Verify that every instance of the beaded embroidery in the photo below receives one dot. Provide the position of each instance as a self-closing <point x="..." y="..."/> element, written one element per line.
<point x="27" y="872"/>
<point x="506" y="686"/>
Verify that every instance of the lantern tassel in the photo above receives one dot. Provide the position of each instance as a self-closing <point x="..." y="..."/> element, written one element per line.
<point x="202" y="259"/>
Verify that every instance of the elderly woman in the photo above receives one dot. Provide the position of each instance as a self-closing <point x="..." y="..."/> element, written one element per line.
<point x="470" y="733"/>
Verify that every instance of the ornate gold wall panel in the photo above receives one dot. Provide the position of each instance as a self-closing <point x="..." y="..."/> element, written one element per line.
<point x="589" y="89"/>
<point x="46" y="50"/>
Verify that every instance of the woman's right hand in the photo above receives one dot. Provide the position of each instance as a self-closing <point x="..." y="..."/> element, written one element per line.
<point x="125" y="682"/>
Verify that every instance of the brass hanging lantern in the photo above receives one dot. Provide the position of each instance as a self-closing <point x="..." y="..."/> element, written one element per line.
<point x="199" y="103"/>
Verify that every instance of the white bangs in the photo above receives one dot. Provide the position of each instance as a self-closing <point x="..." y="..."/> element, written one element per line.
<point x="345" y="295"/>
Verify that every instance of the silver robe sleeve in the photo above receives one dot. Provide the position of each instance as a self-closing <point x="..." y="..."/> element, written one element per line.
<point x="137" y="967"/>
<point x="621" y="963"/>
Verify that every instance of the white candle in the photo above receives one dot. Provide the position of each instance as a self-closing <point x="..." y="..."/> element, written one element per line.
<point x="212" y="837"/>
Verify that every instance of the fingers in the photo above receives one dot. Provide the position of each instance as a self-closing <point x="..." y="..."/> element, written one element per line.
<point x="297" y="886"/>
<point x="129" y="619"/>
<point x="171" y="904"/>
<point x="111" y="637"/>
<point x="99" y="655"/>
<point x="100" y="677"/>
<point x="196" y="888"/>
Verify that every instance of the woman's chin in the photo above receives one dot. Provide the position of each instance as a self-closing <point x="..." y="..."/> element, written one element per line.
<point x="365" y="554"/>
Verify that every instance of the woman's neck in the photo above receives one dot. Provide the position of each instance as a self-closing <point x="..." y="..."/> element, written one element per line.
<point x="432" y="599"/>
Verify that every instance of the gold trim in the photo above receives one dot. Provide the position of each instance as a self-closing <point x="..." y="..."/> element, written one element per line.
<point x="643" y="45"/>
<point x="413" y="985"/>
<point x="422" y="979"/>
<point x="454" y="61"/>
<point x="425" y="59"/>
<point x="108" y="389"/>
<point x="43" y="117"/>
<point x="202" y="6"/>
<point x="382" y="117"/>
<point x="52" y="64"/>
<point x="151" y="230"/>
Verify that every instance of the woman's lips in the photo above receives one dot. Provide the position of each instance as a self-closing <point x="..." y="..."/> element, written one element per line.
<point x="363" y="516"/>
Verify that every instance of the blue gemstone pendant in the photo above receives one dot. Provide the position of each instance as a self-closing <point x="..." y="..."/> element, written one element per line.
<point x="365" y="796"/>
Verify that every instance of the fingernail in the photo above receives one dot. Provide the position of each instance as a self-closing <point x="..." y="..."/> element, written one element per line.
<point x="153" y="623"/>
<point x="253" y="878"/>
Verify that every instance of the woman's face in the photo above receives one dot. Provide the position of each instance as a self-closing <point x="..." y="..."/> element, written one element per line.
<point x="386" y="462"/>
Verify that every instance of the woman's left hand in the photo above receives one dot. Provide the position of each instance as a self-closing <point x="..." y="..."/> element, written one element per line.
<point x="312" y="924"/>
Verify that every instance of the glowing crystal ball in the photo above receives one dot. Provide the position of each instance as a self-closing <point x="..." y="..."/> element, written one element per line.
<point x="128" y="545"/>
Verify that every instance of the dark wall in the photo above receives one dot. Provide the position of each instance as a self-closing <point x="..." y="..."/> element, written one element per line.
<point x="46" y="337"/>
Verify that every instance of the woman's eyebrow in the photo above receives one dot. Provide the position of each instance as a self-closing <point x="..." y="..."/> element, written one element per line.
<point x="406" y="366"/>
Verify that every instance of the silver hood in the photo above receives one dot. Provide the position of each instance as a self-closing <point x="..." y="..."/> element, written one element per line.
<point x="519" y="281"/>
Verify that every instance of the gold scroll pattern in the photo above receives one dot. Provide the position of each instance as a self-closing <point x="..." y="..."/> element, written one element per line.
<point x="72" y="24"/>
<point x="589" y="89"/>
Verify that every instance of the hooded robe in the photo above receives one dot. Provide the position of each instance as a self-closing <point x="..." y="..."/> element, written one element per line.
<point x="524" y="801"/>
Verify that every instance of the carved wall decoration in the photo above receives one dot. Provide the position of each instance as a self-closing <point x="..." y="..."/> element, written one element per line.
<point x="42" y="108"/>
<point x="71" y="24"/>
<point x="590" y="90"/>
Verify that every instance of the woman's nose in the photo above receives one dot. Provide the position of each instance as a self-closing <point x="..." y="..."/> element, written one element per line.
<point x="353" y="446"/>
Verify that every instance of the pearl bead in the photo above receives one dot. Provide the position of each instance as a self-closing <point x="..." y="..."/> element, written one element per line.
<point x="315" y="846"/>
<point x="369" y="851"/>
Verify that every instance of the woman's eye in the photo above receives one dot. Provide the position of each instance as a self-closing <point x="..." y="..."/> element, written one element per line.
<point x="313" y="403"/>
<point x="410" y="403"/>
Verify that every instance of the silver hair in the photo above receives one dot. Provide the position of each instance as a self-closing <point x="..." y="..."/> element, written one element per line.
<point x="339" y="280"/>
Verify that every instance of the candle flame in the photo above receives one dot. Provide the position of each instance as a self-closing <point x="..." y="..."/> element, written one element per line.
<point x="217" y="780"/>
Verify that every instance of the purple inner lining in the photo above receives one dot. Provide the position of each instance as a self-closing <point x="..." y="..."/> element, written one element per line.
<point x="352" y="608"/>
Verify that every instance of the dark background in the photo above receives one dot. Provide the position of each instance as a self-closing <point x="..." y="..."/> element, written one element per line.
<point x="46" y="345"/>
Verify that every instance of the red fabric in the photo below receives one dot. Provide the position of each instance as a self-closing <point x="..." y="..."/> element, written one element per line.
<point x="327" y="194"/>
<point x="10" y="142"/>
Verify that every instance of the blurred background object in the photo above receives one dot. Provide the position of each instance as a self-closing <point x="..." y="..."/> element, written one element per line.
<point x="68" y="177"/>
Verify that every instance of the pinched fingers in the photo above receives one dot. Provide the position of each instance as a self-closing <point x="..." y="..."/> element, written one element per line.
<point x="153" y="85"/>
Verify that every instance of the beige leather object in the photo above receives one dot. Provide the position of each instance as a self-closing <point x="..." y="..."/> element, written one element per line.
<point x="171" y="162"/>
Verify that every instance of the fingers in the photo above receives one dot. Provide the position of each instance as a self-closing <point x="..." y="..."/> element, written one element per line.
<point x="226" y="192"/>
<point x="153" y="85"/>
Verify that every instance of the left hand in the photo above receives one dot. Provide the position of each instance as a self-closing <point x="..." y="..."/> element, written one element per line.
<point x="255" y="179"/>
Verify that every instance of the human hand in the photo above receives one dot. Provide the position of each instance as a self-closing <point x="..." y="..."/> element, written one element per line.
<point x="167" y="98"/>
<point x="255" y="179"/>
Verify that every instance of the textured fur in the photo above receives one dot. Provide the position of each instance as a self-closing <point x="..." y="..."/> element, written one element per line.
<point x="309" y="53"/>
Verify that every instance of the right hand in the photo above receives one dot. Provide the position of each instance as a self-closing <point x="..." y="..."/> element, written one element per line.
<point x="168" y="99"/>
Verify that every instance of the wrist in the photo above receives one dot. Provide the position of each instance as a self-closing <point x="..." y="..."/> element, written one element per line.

**THE PROBLEM:** Print the records once more, exactly as written.

**REPLY:**
Verify that every instance of the beaded embroidery in the photo below receives one dot. Provide the position of each instance as a self-closing <point x="..." y="..."/> element, written one element per line.
<point x="27" y="872"/>
<point x="506" y="686"/>
Verify that every instance of the lantern tassel in the photo above receives one dot. Provide the position of each instance as a self-closing <point x="..." y="..."/> element, written one element per line.
<point x="202" y="259"/>
Verify that every instance of the elderly woman in the photo above receives one dot. Provide the position of each instance as a self-closing <point x="..." y="..."/> element, written one element per line.
<point x="470" y="733"/>
Verify that every instance of the ornate gold wall panel in the photo above receives one dot. Provide the position of each instance as a self-closing <point x="..." y="..."/> element, written one element per line.
<point x="589" y="89"/>
<point x="46" y="50"/>
Verify that every instance of the woman's right hand in the photo above receives one dot. Provide the position of each instance as a self-closing <point x="..." y="..."/> element, written one element per line.
<point x="125" y="682"/>
Verify that every instance of the brass hanging lantern in the photo above receives one dot. Provide the position of each instance as a self-closing <point x="..." y="..."/> element, written one element per line.
<point x="199" y="103"/>
Verify that every instance of the white bangs in the photo above receives one dot. Provide the position of each instance as a self-closing <point x="..." y="..."/> element, written one element per line.
<point x="345" y="295"/>
Verify that every instance of the silver robe sleeve in the photo above receives one dot. Provide the position of each instance as a self-closing <point x="..." y="..."/> element, written one element per line.
<point x="137" y="967"/>
<point x="621" y="963"/>
Verify that every instance of the white candle in the photo above receives one dot. Provide the position of each instance as a self-closing <point x="..." y="..."/> element, written one element per line.
<point x="212" y="837"/>
Verify that every instance of the fingers in the photo above receives one dot. Provide the position of each instance as a self-closing <point x="..." y="..."/> element, written one element per line.
<point x="297" y="886"/>
<point x="129" y="619"/>
<point x="171" y="904"/>
<point x="111" y="637"/>
<point x="99" y="655"/>
<point x="100" y="677"/>
<point x="196" y="888"/>
Verify that every instance of the woman's chin in the photo above receives one dot. Provide the position of each instance as a self-closing <point x="..." y="..."/> element, written one element per line.
<point x="365" y="554"/>
Verify that every instance of the woman's neck in the photo above receives one dot. Provide the position of each instance as a self-closing <point x="..." y="..."/> element, written one element per line.
<point x="432" y="599"/>
Verify that every instance of the gold trim in the photo above receives one dot. Provide the position of each instance as a self-closing <point x="..." y="..."/> element, written one element per line.
<point x="643" y="45"/>
<point x="413" y="985"/>
<point x="422" y="979"/>
<point x="454" y="61"/>
<point x="425" y="59"/>
<point x="108" y="389"/>
<point x="43" y="117"/>
<point x="202" y="6"/>
<point x="382" y="117"/>
<point x="52" y="64"/>
<point x="151" y="230"/>
Verify that every instance of the woman's lips in the photo above receives one dot. Provide the position of each instance as a self-closing <point x="..." y="..."/> element, written one element per line.
<point x="363" y="516"/>
Verify that every instance of the blue gemstone pendant in the photo above receives one dot. Provide the position of each instance as a self-closing <point x="..." y="..."/> element, written one element per line.
<point x="365" y="796"/>
Verify that every instance of the fingernail in the photo above receives one dot. Provide the position of each instance as a self-closing <point x="..." y="..."/> element, written one element per line.
<point x="153" y="623"/>
<point x="253" y="878"/>
Verify that every instance of the woman's face in the photo above receives one dot. Provide the position of each instance as a self-closing <point x="..." y="..."/> element, written one element per line.
<point x="386" y="462"/>
Verify that every instance of the woman's left hand in the photo above receives one dot. Provide the position of each instance as a self-closing <point x="..." y="..."/> element, written one element per line.
<point x="312" y="924"/>
Verify that every instance of the glowing crystal ball in the photo above receives one dot. Provide the position of each instance as a self-closing <point x="..." y="..."/> element, written one element per line.
<point x="128" y="545"/>
Verify that every instance of the dark wall in the photo above receives one dot. Provide the position of each instance as a self-closing <point x="..." y="..."/> element, written one element per line.
<point x="46" y="337"/>
Verify that every instance of the woman's eyebrow in the photo above receives one dot. Provide the position of each instance as a self-closing <point x="..." y="..."/> element, written one element per line.
<point x="406" y="366"/>
Verify that every instance of the silver hood in the photo above receives one dot. Provide the position of each instance as a self-closing <point x="..." y="..."/> element, written one element per line.
<point x="519" y="281"/>
Verify that every instance of the gold scroll pattern in the photo above receives one dot. Provide the position of each instance as a self-closing <point x="..." y="..."/> element, written one element per line.
<point x="72" y="24"/>
<point x="589" y="89"/>
Verify that every instance of the hooded robe in the photo above receives one dot. Provide the position of each instance as a self-closing <point x="..." y="..."/> element, written one element per line.
<point x="524" y="801"/>
Verify that every instance of the carved wall decoration in the photo above receives one dot. Provide the position of each instance as a self-closing <point x="..." y="..."/> element, written one element per line.
<point x="42" y="108"/>
<point x="71" y="24"/>
<point x="590" y="90"/>
Verify that every instance of the woman's nose in the photo above receives one dot. Provide the position of each instance as a self-closing <point x="..." y="..."/> element, written one element per line.
<point x="353" y="446"/>
Verify that every instance of the pearl bead in the photo above receives one dot. Provide the position of each instance as a self-closing <point x="..." y="..."/> element, written one element per line.
<point x="315" y="846"/>
<point x="369" y="851"/>
Verify that every instance of the woman's eye in the photo above receives one dot. Provide the position of each instance as a self-closing <point x="..." y="..."/> element, written one element per line.
<point x="313" y="403"/>
<point x="410" y="403"/>
Verify that every instance of the silver hair in the photo above receives one dot. Provide the position of each instance as a self-closing <point x="..." y="..."/> element, written one element per line.
<point x="339" y="280"/>
Verify that every instance of the candle flame in the photo above receives one dot. Provide the position of each instance as a self-closing <point x="..." y="..."/> element, written one element per line.
<point x="217" y="780"/>
Verify that every instance of the purple inner lining in the photo above receives one dot. Provide the position of each instance as a self-closing <point x="..." y="..."/> element, written one element per line.
<point x="352" y="608"/>
Verify that every instance of the dark background in the photo above receives one dot. Provide the position of each instance as a self-closing <point x="..." y="..."/> element, written one element per line.
<point x="46" y="345"/>
Verify that every instance of the red fabric in the photo below receives one dot. Provide the position of each instance as a self-closing <point x="..." y="..."/> element, written one element per line.
<point x="327" y="194"/>
<point x="10" y="142"/>
Verify that every instance of the blurred background object in the photo above receives one dot. Provide the position of each instance as a self-closing <point x="..." y="..."/> element, written one element per line.
<point x="68" y="177"/>
Verify that every instance of the pinched fingers in the photo above receives one dot. Provide the position of each instance as a self-closing <point x="..." y="..."/> element, written one element per line.
<point x="153" y="85"/>
Verify that every instance of the beige leather object in the photo above receives one dot. Provide the position of each instance as a self-closing <point x="..." y="..."/> element, written one element per line.
<point x="171" y="162"/>
Verify that every instance of the fingers in the photo above receives one dot. Provide the position of each instance as a self-closing <point x="..." y="..."/> element, written one element per line.
<point x="226" y="192"/>
<point x="153" y="85"/>
Verify that every instance of the left hand in the photo above receives one dot. Provide the position of each instance as a self-closing <point x="..." y="..."/> element, written one element per line.
<point x="255" y="179"/>
Verify that every instance of the human hand in the photo above receives one dot. Provide the position of each instance as a self-closing <point x="..." y="..."/> element, written one element per line.
<point x="167" y="98"/>
<point x="255" y="179"/>
Verify that every instance of the textured fur in the photo above receives one dot. Provide the position of each instance as a self-closing <point x="..." y="..."/> element, written one element per line.
<point x="309" y="53"/>
Verify that every instance of the right hand in the photo above receives one dot. Provide the position of each instance as a self-closing <point x="..." y="..."/> element, written one element per line.
<point x="168" y="99"/>
Verify that every instance of the wrist in the photo above receives one dot. Provide the position of each instance as a self-closing <point x="..." y="..."/> element, written one element per line.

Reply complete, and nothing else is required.